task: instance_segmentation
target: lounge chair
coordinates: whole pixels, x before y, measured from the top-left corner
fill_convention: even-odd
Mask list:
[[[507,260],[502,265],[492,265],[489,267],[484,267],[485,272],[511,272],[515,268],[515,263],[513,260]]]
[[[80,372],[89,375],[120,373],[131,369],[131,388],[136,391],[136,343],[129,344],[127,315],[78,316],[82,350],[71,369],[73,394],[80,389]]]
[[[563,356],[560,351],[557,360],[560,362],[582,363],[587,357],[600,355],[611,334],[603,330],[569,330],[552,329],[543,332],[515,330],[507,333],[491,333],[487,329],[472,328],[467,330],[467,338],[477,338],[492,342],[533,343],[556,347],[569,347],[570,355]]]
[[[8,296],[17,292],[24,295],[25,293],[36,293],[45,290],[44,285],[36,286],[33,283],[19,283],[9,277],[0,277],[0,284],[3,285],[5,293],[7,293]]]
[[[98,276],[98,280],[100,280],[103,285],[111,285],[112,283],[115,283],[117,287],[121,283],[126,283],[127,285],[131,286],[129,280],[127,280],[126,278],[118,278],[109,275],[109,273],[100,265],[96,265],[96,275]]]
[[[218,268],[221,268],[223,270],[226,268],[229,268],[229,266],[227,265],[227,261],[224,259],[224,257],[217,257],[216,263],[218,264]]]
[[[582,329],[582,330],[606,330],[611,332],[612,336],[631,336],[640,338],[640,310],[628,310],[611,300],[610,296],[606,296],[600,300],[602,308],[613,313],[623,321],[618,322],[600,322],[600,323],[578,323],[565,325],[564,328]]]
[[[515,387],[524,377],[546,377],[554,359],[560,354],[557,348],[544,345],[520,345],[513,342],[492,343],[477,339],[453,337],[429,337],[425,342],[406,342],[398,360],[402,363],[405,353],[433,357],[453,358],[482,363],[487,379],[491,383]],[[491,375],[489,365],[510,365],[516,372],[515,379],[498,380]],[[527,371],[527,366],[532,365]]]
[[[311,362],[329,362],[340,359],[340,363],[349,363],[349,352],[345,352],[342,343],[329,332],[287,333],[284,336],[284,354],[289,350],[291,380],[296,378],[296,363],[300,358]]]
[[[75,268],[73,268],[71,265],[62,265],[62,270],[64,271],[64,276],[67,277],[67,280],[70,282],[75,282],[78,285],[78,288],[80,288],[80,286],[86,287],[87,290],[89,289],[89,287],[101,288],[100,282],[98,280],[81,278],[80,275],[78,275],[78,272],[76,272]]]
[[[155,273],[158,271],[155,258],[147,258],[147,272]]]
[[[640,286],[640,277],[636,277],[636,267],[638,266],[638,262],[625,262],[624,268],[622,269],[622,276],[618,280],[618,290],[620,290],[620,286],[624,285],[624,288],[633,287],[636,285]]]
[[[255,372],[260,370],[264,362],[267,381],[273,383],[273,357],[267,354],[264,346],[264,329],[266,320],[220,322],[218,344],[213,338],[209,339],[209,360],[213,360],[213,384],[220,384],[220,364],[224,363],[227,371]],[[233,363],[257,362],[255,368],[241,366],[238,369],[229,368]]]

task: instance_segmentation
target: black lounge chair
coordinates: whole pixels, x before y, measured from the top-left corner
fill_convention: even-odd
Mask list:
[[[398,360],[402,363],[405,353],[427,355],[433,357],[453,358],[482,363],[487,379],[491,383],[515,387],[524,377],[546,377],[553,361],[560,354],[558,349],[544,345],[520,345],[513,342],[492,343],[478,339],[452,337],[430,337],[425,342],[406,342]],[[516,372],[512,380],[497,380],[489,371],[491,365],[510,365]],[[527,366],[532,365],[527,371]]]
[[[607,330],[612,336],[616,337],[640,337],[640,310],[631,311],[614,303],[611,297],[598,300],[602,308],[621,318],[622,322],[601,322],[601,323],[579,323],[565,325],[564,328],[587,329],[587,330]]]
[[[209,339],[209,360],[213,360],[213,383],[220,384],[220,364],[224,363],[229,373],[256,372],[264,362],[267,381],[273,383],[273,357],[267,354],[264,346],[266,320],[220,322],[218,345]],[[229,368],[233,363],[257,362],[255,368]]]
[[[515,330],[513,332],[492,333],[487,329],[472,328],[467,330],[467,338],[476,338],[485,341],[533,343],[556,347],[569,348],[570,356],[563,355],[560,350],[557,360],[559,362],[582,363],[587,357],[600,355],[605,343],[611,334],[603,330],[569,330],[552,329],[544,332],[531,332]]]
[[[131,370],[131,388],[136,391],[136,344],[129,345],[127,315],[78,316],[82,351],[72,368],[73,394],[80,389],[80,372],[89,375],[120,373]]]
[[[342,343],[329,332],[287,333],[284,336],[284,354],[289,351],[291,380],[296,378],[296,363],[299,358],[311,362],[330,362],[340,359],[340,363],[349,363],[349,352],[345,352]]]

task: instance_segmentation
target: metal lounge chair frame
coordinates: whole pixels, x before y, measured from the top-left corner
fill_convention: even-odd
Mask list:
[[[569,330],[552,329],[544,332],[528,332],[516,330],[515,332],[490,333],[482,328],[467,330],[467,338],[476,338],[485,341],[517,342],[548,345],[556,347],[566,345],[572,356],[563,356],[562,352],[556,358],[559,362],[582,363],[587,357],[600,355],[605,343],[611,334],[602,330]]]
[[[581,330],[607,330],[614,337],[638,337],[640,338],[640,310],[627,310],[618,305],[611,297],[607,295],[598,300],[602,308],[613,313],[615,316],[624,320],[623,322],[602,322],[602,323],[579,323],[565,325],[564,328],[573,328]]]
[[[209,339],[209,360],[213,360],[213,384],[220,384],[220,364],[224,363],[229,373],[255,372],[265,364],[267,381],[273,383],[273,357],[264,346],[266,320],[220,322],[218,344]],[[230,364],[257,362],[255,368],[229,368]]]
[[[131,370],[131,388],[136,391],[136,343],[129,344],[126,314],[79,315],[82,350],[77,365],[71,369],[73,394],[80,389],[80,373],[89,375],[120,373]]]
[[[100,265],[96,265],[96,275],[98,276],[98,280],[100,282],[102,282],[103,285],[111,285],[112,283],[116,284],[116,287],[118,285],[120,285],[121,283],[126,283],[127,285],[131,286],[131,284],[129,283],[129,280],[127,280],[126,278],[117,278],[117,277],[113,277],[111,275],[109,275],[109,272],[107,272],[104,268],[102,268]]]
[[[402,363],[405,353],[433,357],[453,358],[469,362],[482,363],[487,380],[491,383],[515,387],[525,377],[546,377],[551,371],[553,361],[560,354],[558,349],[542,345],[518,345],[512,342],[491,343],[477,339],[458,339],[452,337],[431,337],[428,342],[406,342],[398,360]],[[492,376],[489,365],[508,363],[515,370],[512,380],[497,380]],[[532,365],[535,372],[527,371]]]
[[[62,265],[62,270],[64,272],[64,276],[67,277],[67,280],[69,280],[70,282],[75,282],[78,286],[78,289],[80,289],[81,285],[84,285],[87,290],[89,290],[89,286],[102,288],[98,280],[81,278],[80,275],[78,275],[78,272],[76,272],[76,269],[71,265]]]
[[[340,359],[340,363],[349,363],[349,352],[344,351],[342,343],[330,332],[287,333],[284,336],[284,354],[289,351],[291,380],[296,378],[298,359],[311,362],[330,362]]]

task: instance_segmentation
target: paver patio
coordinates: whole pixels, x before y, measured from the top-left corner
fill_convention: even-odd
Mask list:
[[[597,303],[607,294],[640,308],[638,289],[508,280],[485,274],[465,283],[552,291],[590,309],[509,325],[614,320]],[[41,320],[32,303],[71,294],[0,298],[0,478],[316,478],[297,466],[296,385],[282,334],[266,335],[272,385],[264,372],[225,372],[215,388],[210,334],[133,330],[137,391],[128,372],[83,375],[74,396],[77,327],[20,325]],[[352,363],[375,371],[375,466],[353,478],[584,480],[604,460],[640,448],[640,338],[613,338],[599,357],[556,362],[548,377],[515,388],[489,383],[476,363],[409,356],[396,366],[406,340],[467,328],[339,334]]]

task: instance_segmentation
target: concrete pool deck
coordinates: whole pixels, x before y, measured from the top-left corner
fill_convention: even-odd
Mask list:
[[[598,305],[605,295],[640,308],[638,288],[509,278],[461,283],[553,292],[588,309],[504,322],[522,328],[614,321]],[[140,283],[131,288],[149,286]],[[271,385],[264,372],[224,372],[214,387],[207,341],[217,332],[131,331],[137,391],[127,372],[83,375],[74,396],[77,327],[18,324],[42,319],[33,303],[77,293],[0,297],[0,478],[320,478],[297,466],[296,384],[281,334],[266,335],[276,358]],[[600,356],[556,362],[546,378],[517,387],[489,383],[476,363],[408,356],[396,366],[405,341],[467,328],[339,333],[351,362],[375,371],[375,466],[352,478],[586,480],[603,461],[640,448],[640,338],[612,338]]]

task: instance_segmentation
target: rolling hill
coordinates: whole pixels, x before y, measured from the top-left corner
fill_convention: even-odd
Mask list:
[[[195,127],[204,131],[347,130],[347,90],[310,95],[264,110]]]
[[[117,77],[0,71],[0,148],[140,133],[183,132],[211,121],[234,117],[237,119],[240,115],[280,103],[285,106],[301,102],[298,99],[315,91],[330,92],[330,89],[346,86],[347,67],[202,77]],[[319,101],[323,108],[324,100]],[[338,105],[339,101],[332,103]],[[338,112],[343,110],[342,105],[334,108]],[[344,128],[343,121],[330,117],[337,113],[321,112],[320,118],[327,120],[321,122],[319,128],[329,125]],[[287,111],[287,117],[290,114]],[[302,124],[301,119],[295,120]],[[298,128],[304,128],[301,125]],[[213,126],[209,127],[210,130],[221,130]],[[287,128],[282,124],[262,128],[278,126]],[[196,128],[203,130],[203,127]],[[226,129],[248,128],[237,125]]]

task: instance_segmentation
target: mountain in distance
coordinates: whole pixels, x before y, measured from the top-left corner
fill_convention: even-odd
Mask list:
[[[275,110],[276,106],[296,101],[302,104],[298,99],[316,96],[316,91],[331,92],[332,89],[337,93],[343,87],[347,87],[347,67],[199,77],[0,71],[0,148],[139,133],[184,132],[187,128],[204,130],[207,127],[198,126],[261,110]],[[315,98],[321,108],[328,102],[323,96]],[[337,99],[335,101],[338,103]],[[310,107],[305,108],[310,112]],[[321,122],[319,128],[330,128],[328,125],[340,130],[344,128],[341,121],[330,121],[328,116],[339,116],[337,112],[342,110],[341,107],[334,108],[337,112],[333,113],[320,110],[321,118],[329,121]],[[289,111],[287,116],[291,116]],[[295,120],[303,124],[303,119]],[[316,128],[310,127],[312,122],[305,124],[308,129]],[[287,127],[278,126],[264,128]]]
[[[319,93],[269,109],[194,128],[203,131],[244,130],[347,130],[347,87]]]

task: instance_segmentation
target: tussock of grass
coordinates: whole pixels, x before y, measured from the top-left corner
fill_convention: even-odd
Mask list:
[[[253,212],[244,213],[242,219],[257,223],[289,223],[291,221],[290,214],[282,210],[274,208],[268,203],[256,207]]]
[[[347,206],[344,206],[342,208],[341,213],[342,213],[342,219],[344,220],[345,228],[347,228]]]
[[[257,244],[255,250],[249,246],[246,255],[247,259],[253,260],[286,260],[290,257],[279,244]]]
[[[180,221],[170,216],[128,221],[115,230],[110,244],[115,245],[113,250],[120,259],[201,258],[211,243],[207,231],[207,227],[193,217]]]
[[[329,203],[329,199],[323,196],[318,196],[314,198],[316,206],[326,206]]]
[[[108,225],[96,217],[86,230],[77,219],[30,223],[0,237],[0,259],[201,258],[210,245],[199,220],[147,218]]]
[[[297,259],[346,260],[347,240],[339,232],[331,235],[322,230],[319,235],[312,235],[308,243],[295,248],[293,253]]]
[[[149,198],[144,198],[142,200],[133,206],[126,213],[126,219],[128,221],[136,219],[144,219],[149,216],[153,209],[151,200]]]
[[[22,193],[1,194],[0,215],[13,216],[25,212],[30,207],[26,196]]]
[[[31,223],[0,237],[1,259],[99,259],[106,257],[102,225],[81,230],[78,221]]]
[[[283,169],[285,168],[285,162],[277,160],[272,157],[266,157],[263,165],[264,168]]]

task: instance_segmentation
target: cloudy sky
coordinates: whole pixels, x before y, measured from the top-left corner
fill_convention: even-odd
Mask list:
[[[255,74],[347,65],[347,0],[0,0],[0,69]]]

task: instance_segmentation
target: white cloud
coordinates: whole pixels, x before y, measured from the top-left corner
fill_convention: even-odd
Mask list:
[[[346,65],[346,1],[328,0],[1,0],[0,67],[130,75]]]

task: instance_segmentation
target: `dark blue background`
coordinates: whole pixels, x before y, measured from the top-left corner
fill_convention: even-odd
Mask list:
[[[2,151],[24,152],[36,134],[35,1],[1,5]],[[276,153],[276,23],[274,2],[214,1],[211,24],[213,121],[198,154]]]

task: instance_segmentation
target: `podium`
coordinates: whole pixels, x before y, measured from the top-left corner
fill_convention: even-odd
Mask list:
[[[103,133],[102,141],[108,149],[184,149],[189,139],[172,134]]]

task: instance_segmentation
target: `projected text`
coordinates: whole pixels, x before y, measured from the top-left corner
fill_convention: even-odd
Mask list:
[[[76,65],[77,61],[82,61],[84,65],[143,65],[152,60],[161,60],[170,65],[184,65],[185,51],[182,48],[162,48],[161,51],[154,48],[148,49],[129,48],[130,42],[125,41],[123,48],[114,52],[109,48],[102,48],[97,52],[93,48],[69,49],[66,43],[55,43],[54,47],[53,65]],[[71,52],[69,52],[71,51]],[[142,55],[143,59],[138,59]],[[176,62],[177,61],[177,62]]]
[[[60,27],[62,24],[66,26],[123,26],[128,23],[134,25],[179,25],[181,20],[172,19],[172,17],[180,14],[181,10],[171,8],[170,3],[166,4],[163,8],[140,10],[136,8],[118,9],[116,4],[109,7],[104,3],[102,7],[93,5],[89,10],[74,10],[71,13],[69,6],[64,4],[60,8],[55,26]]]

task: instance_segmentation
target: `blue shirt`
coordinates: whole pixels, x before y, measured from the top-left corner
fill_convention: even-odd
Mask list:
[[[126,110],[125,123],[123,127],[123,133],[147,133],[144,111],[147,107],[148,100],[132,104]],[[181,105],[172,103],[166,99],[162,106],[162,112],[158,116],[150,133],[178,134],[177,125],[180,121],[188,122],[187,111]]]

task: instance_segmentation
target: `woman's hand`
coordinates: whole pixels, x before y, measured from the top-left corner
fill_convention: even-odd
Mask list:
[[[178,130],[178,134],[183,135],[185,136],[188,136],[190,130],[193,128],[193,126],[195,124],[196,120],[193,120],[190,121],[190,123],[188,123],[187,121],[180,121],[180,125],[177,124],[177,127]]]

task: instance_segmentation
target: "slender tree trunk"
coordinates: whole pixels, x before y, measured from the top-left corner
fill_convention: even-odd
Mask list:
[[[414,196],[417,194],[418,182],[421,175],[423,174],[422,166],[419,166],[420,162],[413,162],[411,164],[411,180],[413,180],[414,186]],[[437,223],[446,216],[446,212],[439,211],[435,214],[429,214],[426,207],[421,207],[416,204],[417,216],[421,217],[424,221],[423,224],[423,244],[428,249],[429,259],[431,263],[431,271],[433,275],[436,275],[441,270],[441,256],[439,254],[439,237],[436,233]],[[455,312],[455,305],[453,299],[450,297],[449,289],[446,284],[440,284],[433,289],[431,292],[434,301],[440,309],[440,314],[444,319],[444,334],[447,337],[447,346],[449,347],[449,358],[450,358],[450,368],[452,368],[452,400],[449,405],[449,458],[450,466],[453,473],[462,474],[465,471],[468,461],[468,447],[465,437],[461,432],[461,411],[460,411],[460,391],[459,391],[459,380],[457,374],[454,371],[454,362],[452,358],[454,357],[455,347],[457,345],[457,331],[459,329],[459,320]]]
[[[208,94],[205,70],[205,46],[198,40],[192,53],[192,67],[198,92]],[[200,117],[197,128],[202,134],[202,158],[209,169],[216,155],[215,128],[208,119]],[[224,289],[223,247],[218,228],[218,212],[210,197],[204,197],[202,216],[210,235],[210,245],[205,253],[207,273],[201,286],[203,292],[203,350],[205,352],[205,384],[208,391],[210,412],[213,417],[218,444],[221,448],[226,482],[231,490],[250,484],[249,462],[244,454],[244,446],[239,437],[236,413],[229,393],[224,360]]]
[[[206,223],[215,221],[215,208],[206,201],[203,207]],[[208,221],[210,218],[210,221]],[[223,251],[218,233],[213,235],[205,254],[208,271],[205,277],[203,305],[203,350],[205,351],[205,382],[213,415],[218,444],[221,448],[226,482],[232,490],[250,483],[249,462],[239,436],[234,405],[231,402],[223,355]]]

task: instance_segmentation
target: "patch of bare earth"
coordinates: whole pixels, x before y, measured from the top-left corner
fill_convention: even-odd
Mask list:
======
Written problem => Please count the lines in the listing above that contain the string "chair", treating uppercase and lowercase as different, and reply with only the number.

Exercise result => 3